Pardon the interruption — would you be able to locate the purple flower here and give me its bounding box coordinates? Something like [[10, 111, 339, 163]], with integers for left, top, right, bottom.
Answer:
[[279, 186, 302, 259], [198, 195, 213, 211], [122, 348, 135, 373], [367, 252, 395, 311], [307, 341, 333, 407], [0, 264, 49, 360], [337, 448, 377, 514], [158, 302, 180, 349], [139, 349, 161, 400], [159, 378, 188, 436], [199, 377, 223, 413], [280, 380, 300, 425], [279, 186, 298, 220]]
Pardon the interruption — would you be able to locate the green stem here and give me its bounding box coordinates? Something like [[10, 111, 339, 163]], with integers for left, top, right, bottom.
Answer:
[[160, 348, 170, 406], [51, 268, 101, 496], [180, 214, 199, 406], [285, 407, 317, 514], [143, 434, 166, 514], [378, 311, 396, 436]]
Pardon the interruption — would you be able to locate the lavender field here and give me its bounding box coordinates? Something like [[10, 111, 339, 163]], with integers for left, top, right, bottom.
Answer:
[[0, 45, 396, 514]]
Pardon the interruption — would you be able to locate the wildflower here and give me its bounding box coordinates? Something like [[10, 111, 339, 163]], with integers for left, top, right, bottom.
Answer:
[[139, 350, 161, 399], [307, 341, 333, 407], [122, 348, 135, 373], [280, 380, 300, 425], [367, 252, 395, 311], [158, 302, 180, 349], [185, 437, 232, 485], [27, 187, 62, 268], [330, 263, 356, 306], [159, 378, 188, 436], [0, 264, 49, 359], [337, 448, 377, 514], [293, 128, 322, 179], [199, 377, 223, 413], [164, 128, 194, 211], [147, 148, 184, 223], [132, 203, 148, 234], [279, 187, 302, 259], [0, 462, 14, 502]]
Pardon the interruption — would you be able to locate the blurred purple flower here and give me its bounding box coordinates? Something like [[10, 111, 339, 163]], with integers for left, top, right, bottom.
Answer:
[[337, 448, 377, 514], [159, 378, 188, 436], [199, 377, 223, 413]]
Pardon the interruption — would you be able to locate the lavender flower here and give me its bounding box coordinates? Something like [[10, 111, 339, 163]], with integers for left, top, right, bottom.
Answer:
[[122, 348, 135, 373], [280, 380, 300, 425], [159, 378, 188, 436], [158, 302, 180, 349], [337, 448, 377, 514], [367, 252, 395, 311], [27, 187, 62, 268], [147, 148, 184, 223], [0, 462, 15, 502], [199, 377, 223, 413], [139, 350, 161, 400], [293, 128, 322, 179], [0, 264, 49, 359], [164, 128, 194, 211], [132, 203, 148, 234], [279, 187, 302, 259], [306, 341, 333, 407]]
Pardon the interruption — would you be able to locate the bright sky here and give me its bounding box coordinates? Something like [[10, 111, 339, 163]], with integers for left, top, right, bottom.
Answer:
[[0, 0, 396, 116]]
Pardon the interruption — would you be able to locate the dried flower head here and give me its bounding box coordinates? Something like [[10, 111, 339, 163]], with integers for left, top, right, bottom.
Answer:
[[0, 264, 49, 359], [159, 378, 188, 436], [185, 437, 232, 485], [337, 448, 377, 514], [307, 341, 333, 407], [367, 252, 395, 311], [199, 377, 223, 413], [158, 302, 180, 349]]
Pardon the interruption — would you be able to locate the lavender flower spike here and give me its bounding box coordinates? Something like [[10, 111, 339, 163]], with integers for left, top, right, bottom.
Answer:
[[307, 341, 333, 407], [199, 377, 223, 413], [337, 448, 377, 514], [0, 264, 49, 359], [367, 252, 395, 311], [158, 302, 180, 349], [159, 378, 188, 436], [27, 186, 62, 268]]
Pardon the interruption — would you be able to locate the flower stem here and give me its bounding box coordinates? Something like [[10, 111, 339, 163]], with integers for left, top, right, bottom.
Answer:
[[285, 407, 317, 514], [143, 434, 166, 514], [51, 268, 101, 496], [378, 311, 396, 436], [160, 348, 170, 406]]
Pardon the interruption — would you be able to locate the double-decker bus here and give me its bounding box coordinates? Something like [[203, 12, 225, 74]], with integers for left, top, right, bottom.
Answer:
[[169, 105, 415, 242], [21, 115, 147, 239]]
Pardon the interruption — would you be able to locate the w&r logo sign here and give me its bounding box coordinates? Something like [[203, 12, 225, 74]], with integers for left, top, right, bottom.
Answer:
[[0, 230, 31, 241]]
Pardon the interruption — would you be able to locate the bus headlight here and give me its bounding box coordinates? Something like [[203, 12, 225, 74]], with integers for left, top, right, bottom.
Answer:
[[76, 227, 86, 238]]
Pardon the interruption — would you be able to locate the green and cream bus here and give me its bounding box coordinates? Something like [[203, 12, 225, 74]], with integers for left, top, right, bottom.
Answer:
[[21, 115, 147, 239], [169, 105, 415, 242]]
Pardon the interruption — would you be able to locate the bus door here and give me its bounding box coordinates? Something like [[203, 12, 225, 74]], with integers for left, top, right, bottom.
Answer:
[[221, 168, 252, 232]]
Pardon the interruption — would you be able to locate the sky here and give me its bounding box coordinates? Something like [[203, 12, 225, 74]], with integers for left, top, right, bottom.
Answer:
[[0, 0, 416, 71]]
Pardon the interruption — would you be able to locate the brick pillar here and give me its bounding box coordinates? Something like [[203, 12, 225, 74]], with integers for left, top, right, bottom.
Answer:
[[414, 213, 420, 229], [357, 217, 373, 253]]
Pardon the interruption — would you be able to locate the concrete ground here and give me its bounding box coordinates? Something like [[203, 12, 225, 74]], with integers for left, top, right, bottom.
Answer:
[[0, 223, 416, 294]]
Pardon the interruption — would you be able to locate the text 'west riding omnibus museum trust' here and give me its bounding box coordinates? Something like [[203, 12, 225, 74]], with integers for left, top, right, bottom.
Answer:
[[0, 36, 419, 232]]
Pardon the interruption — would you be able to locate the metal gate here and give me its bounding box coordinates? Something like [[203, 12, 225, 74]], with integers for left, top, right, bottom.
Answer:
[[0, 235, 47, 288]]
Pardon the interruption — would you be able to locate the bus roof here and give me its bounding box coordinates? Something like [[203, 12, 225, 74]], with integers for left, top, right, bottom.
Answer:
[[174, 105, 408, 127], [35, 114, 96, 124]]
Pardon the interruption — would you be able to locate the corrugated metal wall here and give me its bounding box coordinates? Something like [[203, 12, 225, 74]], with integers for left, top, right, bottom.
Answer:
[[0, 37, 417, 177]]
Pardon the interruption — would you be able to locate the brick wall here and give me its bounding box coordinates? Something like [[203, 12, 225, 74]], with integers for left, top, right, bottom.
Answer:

EXERCISE PROMPT
Please copy the material above without changes, from the line with "locate the sky" up to and including the line with "[[0, 0, 416, 71]]".

THE REPLY
Pardon the interruption — would you be able to locate the sky here and give me its bounding box coordinates? Something like [[203, 12, 225, 74]], with integers for left, top, right, bottom.
Answer:
[[0, 0, 416, 71]]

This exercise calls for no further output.